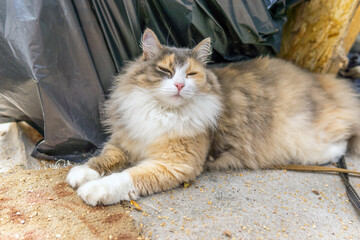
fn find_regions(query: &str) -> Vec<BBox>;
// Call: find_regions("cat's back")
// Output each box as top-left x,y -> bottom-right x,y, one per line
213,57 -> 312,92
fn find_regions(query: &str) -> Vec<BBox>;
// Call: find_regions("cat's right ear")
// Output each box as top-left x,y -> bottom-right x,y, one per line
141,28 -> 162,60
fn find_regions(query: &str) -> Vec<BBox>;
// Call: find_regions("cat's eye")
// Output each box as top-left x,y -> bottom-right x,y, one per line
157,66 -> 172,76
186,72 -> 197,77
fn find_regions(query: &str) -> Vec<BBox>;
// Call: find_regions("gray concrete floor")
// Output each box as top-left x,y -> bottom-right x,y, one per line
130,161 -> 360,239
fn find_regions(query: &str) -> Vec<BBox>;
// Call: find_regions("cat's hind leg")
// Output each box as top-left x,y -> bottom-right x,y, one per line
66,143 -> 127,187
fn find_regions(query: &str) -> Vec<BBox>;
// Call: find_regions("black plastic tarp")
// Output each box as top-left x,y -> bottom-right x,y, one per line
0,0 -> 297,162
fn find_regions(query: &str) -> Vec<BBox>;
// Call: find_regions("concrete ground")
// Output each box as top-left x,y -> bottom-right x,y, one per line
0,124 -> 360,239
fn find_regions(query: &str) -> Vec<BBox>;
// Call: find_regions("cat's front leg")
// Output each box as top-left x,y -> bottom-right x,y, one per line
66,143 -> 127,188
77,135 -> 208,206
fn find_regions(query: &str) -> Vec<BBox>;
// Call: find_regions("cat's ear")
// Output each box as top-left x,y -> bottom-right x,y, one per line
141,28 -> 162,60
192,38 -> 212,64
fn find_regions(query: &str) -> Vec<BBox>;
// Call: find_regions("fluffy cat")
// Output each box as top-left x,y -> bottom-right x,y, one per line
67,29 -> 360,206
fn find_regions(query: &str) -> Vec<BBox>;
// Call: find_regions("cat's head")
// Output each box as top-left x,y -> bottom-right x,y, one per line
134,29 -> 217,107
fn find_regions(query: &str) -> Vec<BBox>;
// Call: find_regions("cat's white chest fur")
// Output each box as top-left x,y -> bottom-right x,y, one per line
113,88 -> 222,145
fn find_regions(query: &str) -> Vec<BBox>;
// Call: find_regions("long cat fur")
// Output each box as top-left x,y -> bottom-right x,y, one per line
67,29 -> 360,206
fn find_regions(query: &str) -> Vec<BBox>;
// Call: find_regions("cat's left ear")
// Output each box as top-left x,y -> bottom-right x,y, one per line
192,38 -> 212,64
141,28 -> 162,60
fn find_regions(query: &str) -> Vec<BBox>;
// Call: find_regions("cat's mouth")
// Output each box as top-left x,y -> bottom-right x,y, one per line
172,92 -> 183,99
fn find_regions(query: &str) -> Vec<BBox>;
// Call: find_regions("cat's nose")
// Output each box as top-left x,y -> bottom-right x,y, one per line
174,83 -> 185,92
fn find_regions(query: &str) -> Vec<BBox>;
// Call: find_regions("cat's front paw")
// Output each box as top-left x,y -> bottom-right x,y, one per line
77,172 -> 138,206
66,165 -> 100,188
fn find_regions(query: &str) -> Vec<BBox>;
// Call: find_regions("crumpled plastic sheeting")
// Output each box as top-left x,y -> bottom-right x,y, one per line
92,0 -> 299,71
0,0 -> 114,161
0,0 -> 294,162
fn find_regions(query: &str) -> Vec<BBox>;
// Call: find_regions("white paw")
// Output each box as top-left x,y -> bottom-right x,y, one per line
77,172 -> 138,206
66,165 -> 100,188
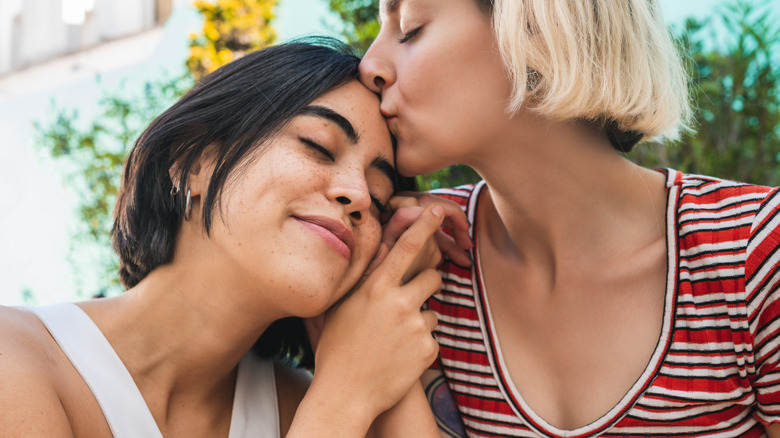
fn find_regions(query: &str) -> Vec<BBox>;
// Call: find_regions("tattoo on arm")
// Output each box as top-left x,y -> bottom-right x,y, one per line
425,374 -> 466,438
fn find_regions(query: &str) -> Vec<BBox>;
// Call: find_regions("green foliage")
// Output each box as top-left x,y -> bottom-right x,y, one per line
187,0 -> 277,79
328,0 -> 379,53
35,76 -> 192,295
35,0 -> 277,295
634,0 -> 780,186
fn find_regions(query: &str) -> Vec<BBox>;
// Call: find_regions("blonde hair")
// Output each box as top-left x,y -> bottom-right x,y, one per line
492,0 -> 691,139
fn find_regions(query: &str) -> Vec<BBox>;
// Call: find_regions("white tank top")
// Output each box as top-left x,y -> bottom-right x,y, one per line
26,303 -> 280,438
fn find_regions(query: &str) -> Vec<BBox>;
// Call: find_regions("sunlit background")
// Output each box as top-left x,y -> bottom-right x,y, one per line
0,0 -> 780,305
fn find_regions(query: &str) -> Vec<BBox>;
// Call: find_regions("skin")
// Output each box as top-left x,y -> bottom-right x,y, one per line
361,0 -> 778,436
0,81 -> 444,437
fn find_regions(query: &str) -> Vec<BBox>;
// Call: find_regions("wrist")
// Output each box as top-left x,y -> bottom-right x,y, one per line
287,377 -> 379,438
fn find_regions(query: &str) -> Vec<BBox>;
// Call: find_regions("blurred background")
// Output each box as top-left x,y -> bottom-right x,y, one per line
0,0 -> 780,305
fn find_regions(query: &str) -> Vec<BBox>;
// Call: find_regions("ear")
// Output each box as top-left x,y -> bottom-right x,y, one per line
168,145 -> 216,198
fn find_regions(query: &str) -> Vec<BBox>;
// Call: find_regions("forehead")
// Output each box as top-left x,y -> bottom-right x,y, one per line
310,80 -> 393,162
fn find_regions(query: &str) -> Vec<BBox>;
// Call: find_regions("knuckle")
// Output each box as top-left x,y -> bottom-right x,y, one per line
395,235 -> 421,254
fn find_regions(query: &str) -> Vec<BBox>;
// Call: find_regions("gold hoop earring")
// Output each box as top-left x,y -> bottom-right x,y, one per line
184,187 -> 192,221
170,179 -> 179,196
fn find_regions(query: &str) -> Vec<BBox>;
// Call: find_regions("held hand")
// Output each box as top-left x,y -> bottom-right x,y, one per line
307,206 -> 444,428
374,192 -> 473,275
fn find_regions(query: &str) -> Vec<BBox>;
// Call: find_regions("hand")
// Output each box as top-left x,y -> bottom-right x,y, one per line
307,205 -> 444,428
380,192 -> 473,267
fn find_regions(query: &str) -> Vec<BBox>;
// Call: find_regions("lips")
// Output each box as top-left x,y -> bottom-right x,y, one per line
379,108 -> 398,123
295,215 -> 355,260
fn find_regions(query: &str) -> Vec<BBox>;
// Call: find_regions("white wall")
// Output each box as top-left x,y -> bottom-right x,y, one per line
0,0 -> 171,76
━━━━━━━━━━━━━━━━━━━━━━━━━━━━━━
WHAT THE TASK REQUIRES:
Return every line of the data above word for word, leaving out the pictures.

WORKED ANSWER:
fn find_regions(query: &str) -> Vec<BBox>;
// Call: find_regions("cat's back")
// Output each box as top-left x,y -> bottom-right x,y, one per line
213,57 -> 312,92
fn find_regions(query: &str) -> Vec<BBox>;
// Call: find_regions("cat's right ear")
// Output each box as top-left x,y -> bottom-right x,y, one per line
141,28 -> 162,60
fn find_regions(query: &str) -> Vec<BBox>;
// Call: find_regions("cat's eye")
// Output each box as top-left x,y -> bottom-right x,y, one per line
157,66 -> 172,76
186,72 -> 197,77
fn find_regions(query: &str) -> Vec<BBox>;
// Call: find_regions("gray concrete floor")
// Output each box as top-left x,y -> bottom-right x,y, one per line
130,161 -> 360,239
fn find_regions(query: &str) -> Vec<BBox>;
// Call: find_regions("cat's hind leg")
// Output each box as top-left x,y -> bottom-right x,y, one per line
66,143 -> 127,187
fn find_regions(query: &str) -> Vec<BBox>;
// Call: find_regions("black plastic tarp")
// Output each box as top-left x,y -> bottom-right x,y, one per line
0,0 -> 297,162
fn find_regions(query: &str) -> Vec<BBox>;
// Call: find_regions("concrete ground")
// Output each box as top-left x,y -> bottom-right x,y, one per line
0,124 -> 360,239
fn find_regions(query: &str) -> Vec<BBox>;
// Call: find_regions("cat's front leg")
// Output each box as top-left x,y -> bottom-right x,y, one per line
66,143 -> 127,188
77,135 -> 208,206
fn find_regions(query: &str) -> Vec<BBox>;
// Call: find_regions("cat's ear")
// Output each box as top-left x,y -> bottom-right x,y, one per line
141,28 -> 162,60
192,38 -> 212,64
fn find_regions(query: &str) -> Vec<BBox>;
// Call: find_regions("fluffy cat")
// Output each box as top-left x,y -> bottom-right x,y, one per line
67,29 -> 360,206
fn find_regions(query: &str) -> Vec<BBox>;
// Call: find_regions("cat's head")
// Output each box as top-left x,y -> bottom-right x,y, one per line
134,29 -> 217,107
fn find_regions(query: &str) -> Vec<BBox>;
// Call: find_regions("cat's white chest fur")
// Output each box as top-left x,y -> bottom-right x,y, one per line
113,88 -> 222,145
fn find_regions(query: &str) -> Vec<BBox>;
// Call: find_regions("long cat fur")
// Output each box as top-left x,y -> bottom-right x,y, one per line
67,29 -> 360,206
fn find_regions(query: &str) -> Vec<BBox>;
// Call: find_regions("cat's left ear")
// Output each box as top-left x,y -> bottom-right x,y, one per line
192,38 -> 212,64
141,28 -> 162,60
fn find_regions(query: &str) -> Vec<BBox>;
// Call: find_regions("cat's mouth")
// Output each box as top-left x,y -> bottom-right x,y, one per line
172,92 -> 183,99
fn find_regions(query: &str) -> Vec<BBox>;
// Call: find_regions("cat's nose")
// Output each box as top-left x,y -> bottom-right x,y, one per line
174,83 -> 185,92
fn find_regions(query: &str) -> Vec<BBox>;
// Call: find_regions("cat's front paw")
// Output each box as top-left x,y -> bottom-right x,y, one per line
77,172 -> 138,206
66,165 -> 100,188
fn find_regions(query: &str) -> Vec<BBox>;
// Call: find_regions("crumpled plastic sheeting")
// Output each box as top-left x,y -> bottom-right x,y, one per line
92,0 -> 299,71
0,0 -> 114,161
0,0 -> 294,162
fn find_regions(query: &str) -> Vec<BBox>;
// Call: find_regions("white paw")
// Output each box as top-left x,y -> bottom-right x,y, one per line
77,172 -> 138,206
66,165 -> 100,188
fn find_regions(query: &str) -> Vec<BBox>;
// Call: find_regions("tattoo on arm")
// Output each box as top-left x,y -> bottom-right x,y, one per line
425,374 -> 466,438
fn find_regions(query: &str) -> Vec<BBox>;
// Call: find_regions("green foliage")
// Output each box as top-left x,y -> bottom-right x,y, one per line
187,0 -> 277,79
328,0 -> 379,53
35,76 -> 192,295
35,0 -> 277,295
634,0 -> 780,186
fn find_regions(query: &str) -> Vec<BBox>;
// Call: find_regions("blonde hair")
// Output each box as top-left x,y -> bottom-right x,y, one per line
492,0 -> 691,139
fn find_regions(query: &str) -> Vec<BBox>;
// Call: find_regions("white tank top")
// Output each box as top-left x,y -> bottom-right x,y, one per line
26,303 -> 280,438
fn find_regions(query: &str) -> Vec<BBox>;
// Call: find_regions("sunlit background")
// Output each box as top-left x,y -> bottom-right x,y, one per line
0,0 -> 780,305
fn find_regions(query: &str) -> Vec<BBox>;
// Call: find_regions("skin")
// Output each box as top-left x,y -> bottom-right x,y, one per line
361,0 -> 778,436
0,81 -> 444,437
fn find_regions(query: &str) -> Vec<BBox>;
// Call: find_regions("wrist")
// Output each box as top-left x,y -> bottom-right x,y, one per line
287,377 -> 379,438
fn find_regions(query: &str) -> Vec<BBox>;
// Call: find_regions("blurred background")
// Output each box as top-left x,y -> bottom-right x,y, one per line
0,0 -> 780,305
fn find_regions(query: &str) -> Vec<BBox>;
// Call: find_regions("ear")
// Output each box as top-left x,y -> bottom-right x,y, one per line
168,145 -> 216,198
fn find_regions(query: &str) -> Vec<BBox>;
// Call: find_regions("forehead")
// Output each box as top-left x,y -> bottom-right x,y, one per line
310,80 -> 393,162
fn find_regions(query: &str) -> Vec<BBox>;
// Call: find_regions("knuckle")
// Output each box as top-left x,y -> bottom-right x,y, one per line
395,235 -> 421,254
fn find_regions(query: &str) -> Vec<BBox>;
// Call: find_regions("gold hoop earring")
// Output each box as top-left x,y -> bottom-right x,y, one per line
184,187 -> 192,221
170,179 -> 179,196
fn find_regions(query: &str) -> Vec<BBox>;
// Call: find_regions("held hand")
// Output each box as top-left x,y -> bottom-right x,y, one per line
307,206 -> 444,428
374,192 -> 473,275
fn find_regions(query: &str) -> Vec<BBox>;
// Call: find_regions("hand")
// Output each box as top-left x,y -> bottom-right x,y, one per line
307,205 -> 444,428
380,192 -> 473,267
fn find_regions(query: &str) -> Vec<BBox>;
// Call: find_regions("lips")
// Output each box as top-left x,y -> bottom-right x,y, one per line
379,108 -> 398,123
295,215 -> 355,260
fn find_regions(query: &str) -> Vec<BBox>;
// Call: find_regions("white wall")
// Output each box as top-left x,y -> bottom-right x,y, one per line
0,0 -> 171,76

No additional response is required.